### DATASET RECORDS
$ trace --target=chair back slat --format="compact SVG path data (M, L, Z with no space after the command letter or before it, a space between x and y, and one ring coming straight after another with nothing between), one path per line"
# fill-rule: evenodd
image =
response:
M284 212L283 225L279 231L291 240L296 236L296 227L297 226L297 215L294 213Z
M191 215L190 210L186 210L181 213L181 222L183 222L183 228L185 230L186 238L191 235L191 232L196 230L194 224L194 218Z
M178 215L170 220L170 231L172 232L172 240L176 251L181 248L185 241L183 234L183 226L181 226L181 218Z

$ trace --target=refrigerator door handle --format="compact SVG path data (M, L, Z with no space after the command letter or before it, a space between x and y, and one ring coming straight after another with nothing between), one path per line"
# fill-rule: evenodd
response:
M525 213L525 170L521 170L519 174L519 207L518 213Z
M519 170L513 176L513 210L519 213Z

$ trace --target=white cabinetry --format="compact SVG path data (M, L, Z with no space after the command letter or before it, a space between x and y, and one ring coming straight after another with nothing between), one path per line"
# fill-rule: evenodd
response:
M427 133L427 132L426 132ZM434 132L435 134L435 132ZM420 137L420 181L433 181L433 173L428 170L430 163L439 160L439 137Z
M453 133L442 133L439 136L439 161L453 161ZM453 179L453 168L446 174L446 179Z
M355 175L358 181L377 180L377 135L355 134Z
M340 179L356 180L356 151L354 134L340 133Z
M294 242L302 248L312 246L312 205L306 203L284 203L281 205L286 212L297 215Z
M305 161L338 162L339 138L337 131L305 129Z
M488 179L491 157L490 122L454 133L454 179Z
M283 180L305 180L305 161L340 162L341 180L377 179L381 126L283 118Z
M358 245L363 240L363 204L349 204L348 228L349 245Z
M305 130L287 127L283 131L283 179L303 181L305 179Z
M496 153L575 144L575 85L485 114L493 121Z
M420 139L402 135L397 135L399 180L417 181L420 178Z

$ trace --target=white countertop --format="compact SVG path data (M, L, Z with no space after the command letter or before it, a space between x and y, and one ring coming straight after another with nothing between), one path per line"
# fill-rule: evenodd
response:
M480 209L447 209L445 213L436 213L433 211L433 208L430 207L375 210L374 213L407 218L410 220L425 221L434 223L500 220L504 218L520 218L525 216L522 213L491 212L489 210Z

### WHAT NEEDS TO BE DONE
Copy every item above line for line, changing nothing.

### FINISHED EXERCISE
$ trace --target=chair back slat --format="compact SVG path data (M, L, Z with no space after the command letter or before it, a space between x and y, and one ring coming straight after another with nothing between), one path per line"
# fill-rule: evenodd
image =
response:
M284 212L283 225L279 231L291 240L296 236L296 227L297 226L297 215L294 213Z
M191 215L190 210L186 210L181 213L181 222L183 222L183 228L185 230L186 238L191 235L191 232L196 230L194 224L194 218Z
M178 215L170 220L170 231L172 232L172 240L176 251L181 248L185 241L183 234L183 226L181 226L181 218Z

$ trace --target=refrigerator door handle --format="compact SVG path data (M, L, Z with no space after the command letter or before it, a space between x and y, and one ring coming straight after another with nothing between), one path per line"
# fill-rule: evenodd
response:
M525 213L525 170L521 170L519 174L519 207L518 213Z
M519 170L513 176L513 210L519 213Z

$ trace --target=white cabinetry --format="compact SVG path data (M, L, Z with no space after the command letter or before it, a space between x and y, and one ring coming straight after another with nothing between), one path per line"
# fill-rule: evenodd
response:
M427 133L427 132L426 132ZM434 132L435 134L435 132ZM420 137L420 181L433 181L433 173L428 170L430 163L439 160L439 137Z
M453 133L442 133L439 136L439 161L453 161ZM453 179L453 168L446 174L446 179Z
M355 175L358 181L377 180L377 135L355 134Z
M340 179L356 180L356 151L354 134L340 133Z
M294 242L302 248L312 246L312 205L306 203L284 203L281 205L286 212L297 215Z
M305 161L338 162L339 138L337 131L305 129Z
M488 179L491 157L490 122L454 133L454 179Z
M283 180L305 180L305 161L340 162L341 180L377 179L381 126L283 118Z
M358 245L363 240L363 204L349 204L348 228L349 245Z
M305 130L287 127L283 131L283 179L303 181L305 179Z
M496 153L575 144L575 85L485 114L493 121Z
M420 139L402 135L397 135L399 180L417 181L420 178Z

$ trace --target=white countertop --format="compact SVG path data (M, L, Z with no space after the command letter or before it, a space between x and y, and one ring coming straight after another with nothing between), one path per line"
# fill-rule: evenodd
response:
M480 209L447 209L445 213L436 213L433 211L433 208L430 207L375 210L374 213L407 218L410 220L425 221L434 223L500 220L504 218L520 218L525 216L522 213L491 212L489 210Z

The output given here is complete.